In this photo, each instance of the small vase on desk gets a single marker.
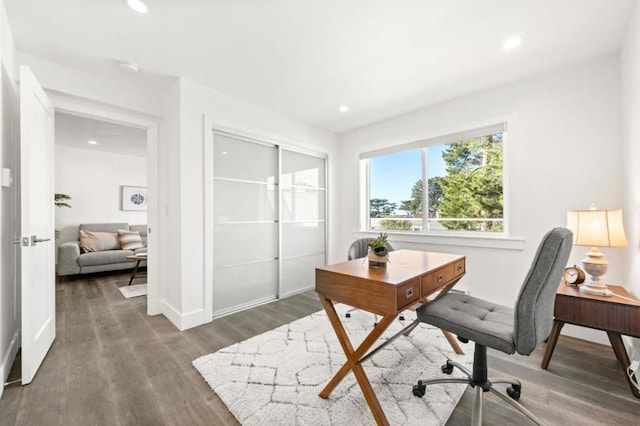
(378, 257)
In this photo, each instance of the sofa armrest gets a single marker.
(68, 258)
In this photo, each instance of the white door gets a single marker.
(37, 224)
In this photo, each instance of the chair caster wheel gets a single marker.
(419, 390)
(514, 392)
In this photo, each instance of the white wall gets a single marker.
(184, 203)
(631, 155)
(93, 180)
(9, 292)
(124, 92)
(563, 152)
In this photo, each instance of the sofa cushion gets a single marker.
(105, 257)
(103, 227)
(98, 241)
(129, 240)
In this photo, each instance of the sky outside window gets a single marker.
(393, 176)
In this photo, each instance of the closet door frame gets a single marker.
(212, 126)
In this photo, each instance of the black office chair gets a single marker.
(499, 327)
(359, 249)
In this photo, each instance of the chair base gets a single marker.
(480, 387)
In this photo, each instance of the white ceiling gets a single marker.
(304, 58)
(75, 132)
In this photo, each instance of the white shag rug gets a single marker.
(275, 378)
(135, 290)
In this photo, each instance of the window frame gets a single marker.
(424, 144)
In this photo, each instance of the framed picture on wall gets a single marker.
(134, 198)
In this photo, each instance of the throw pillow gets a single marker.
(98, 241)
(129, 240)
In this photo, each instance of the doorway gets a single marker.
(112, 117)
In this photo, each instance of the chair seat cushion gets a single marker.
(483, 322)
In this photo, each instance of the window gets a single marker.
(450, 183)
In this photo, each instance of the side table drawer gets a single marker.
(623, 319)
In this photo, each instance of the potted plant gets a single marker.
(60, 200)
(378, 252)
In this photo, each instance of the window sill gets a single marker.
(493, 242)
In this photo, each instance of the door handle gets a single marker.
(35, 240)
(24, 241)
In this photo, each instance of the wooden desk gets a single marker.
(410, 277)
(617, 314)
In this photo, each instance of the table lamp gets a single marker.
(596, 228)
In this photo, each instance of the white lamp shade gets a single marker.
(597, 228)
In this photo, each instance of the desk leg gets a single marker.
(621, 353)
(551, 342)
(135, 271)
(353, 359)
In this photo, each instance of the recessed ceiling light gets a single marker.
(129, 66)
(138, 5)
(512, 42)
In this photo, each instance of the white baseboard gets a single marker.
(8, 358)
(293, 293)
(633, 347)
(183, 321)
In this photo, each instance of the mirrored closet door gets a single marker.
(269, 222)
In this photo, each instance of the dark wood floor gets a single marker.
(111, 364)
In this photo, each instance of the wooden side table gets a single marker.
(617, 314)
(137, 258)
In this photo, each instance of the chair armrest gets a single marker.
(68, 258)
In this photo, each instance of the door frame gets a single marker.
(111, 113)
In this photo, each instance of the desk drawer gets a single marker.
(408, 294)
(440, 277)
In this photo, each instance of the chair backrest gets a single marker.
(534, 309)
(360, 247)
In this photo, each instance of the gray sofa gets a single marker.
(71, 260)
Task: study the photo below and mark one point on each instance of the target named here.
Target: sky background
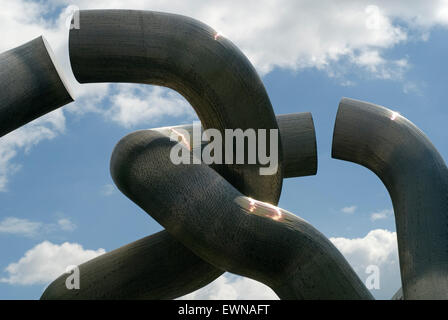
(60, 206)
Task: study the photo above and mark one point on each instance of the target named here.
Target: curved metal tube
(31, 85)
(416, 177)
(157, 266)
(233, 232)
(298, 140)
(186, 55)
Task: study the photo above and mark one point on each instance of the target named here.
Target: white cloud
(379, 248)
(17, 226)
(66, 224)
(380, 215)
(108, 189)
(46, 261)
(232, 287)
(349, 210)
(23, 139)
(27, 228)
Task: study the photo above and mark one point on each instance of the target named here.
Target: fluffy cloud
(23, 139)
(231, 287)
(377, 248)
(136, 105)
(27, 228)
(46, 261)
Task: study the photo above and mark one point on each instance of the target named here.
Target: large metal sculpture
(223, 217)
(416, 177)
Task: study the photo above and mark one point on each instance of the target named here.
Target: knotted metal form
(224, 217)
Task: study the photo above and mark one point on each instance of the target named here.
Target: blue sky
(55, 183)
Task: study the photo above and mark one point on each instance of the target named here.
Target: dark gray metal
(416, 176)
(154, 267)
(32, 85)
(186, 55)
(235, 233)
(158, 267)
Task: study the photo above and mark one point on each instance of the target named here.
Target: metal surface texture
(32, 85)
(416, 176)
(158, 266)
(186, 55)
(298, 141)
(230, 231)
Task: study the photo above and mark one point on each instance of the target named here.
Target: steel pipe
(32, 84)
(298, 140)
(416, 176)
(188, 56)
(185, 55)
(230, 231)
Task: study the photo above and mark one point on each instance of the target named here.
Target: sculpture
(213, 225)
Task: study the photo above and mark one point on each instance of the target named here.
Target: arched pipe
(158, 266)
(188, 56)
(416, 176)
(31, 84)
(298, 140)
(230, 231)
(185, 55)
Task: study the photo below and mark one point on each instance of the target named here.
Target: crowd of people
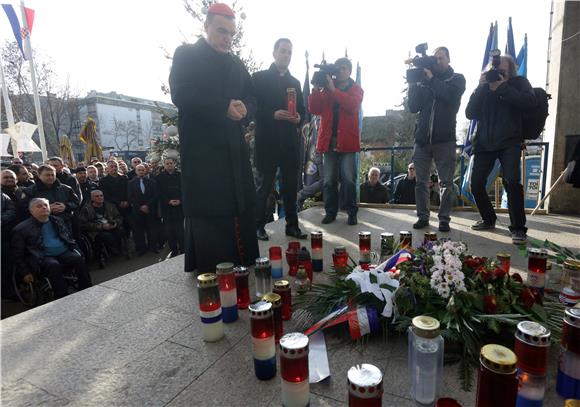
(54, 216)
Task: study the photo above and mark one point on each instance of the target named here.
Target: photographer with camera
(497, 105)
(435, 95)
(338, 102)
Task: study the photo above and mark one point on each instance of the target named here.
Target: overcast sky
(117, 45)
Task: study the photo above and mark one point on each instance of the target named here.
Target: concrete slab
(136, 340)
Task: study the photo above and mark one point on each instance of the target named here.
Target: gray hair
(34, 201)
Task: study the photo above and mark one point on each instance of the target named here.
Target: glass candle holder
(294, 370)
(242, 286)
(505, 261)
(228, 294)
(317, 253)
(497, 384)
(568, 381)
(365, 386)
(537, 262)
(405, 239)
(276, 301)
(263, 273)
(282, 288)
(263, 342)
(210, 308)
(275, 253)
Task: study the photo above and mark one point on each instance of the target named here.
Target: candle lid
(365, 381)
(273, 298)
(260, 309)
(262, 262)
(533, 333)
(426, 327)
(572, 264)
(294, 344)
(543, 253)
(282, 284)
(498, 358)
(224, 268)
(207, 279)
(572, 316)
(241, 270)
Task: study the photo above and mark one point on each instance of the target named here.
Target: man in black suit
(277, 137)
(142, 193)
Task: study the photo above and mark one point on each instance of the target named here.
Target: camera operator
(436, 100)
(497, 106)
(338, 104)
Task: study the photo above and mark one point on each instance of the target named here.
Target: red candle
(242, 286)
(365, 386)
(276, 301)
(282, 288)
(294, 370)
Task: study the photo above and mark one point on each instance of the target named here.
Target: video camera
(319, 77)
(494, 74)
(420, 62)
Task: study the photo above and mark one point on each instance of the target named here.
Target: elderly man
(373, 191)
(43, 244)
(103, 223)
(213, 93)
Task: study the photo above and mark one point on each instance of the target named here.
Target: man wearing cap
(278, 137)
(213, 93)
(338, 104)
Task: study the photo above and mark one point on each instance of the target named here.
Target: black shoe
(295, 231)
(352, 220)
(483, 225)
(420, 224)
(261, 234)
(444, 227)
(328, 219)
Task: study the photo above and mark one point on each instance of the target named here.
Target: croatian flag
(20, 32)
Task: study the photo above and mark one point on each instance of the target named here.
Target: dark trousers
(145, 231)
(53, 268)
(173, 227)
(509, 159)
(288, 188)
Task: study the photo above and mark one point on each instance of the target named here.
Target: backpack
(534, 119)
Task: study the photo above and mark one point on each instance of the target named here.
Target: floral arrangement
(475, 300)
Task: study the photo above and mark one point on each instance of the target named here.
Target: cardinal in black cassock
(213, 93)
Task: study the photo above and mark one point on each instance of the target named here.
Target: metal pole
(28, 52)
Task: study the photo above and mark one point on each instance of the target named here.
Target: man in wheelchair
(43, 245)
(103, 224)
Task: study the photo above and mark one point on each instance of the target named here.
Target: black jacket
(405, 191)
(499, 114)
(114, 188)
(137, 198)
(275, 139)
(27, 245)
(437, 102)
(373, 194)
(56, 192)
(215, 166)
(169, 188)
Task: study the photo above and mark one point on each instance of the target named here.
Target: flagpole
(8, 107)
(27, 45)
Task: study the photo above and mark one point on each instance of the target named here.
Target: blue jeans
(339, 166)
(510, 160)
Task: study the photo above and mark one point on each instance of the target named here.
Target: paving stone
(24, 394)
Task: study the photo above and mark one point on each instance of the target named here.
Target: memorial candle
(210, 308)
(228, 294)
(263, 342)
(294, 370)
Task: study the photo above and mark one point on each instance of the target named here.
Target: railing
(462, 165)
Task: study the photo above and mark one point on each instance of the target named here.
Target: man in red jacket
(338, 104)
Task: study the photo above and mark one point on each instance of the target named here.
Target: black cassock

--------------------------------------------------

YOUR OBJECTIVE: Each line from the one containing "Target: man in red jacket" through the last line of the entries above is to be returned exactly, and no others.

TASK OUTPUT:
Target: man in red jacket
(338, 104)
Task: study the photo above and mark one point on each instance of the target named here.
Target: black cassock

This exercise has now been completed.